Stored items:

--- START ---

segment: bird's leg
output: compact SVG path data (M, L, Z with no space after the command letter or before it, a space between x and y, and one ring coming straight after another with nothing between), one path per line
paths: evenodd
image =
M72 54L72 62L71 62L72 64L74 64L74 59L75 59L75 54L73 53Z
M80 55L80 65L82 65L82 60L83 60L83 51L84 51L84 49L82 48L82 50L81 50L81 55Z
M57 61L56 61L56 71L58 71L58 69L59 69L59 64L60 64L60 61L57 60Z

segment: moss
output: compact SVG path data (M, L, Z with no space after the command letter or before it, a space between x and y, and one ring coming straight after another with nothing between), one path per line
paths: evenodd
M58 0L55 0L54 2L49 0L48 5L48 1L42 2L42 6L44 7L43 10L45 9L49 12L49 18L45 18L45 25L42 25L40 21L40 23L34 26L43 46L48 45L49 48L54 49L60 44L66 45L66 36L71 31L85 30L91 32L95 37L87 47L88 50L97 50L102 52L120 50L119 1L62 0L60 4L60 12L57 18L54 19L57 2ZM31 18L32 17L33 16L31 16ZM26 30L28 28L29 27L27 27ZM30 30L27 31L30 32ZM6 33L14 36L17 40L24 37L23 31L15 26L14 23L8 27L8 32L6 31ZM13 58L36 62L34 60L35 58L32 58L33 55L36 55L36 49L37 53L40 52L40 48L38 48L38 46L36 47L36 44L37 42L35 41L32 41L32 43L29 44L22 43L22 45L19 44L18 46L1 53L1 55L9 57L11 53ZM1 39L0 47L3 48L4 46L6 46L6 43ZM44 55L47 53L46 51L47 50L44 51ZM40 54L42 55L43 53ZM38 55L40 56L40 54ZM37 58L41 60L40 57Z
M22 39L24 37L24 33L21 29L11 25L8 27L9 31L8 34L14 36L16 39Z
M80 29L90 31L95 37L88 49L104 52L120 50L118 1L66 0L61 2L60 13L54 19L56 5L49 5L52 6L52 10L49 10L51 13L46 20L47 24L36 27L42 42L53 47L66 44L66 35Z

--- END ---

Work item:
The response should be an exact repeat of the data above.

Answer to this problem:
segment: bird's leg
output: compact SVG path data (M, L, Z with no space after the command letter or before it, a space between x and y, and one ring coming straight after another with nothing between), one path per line
paths: evenodd
image =
M72 54L72 62L71 62L72 64L74 64L74 59L75 59L75 54L73 53Z
M80 55L80 65L82 65L82 60L83 60L83 51L84 51L84 49L82 48L82 50L81 50L81 55Z
M57 61L56 61L56 71L58 71L58 69L59 69L59 64L60 64L60 61L57 60Z

segment: moss
output: compact SVG path data (M, L, Z with no space after the command letter or before it, a space between x and y, and one ring coming straight after another with nothing between), one path per line
paths: evenodd
M58 0L55 0L54 2L49 0L48 5L48 1L42 2L42 6L44 7L43 10L45 9L49 12L49 18L45 18L45 25L42 25L40 21L40 23L34 26L43 46L48 45L49 48L54 49L60 44L66 45L66 36L71 31L85 30L91 32L95 37L87 47L88 50L97 50L102 52L120 50L119 1L62 0L60 4L60 12L57 18L54 19L57 2ZM31 18L32 17L33 16L31 16ZM26 30L28 28L29 27L27 27ZM30 30L27 31L30 32ZM6 33L14 36L17 40L24 37L23 31L15 26L14 23L8 27L8 32L6 31ZM13 58L36 62L34 60L35 58L32 58L33 55L36 55L36 49L37 53L40 52L40 48L38 48L38 46L36 47L36 44L37 42L35 41L32 41L32 43L29 44L22 43L22 45L19 44L18 46L1 53L1 55L9 57L11 53ZM1 39L0 47L3 48L4 46L6 46L6 43ZM44 55L47 53L46 51L47 50L44 51ZM40 54L42 55L43 53ZM38 55L40 56L40 54ZM37 58L41 60L40 57Z
M22 39L24 37L24 33L21 29L11 25L8 27L9 31L8 34L14 36L16 39Z
M80 29L90 31L95 37L88 49L104 52L120 50L118 1L66 0L61 2L60 13L54 19L56 5L49 5L52 6L52 10L49 10L51 13L46 20L47 24L36 27L42 42L53 47L66 44L66 35Z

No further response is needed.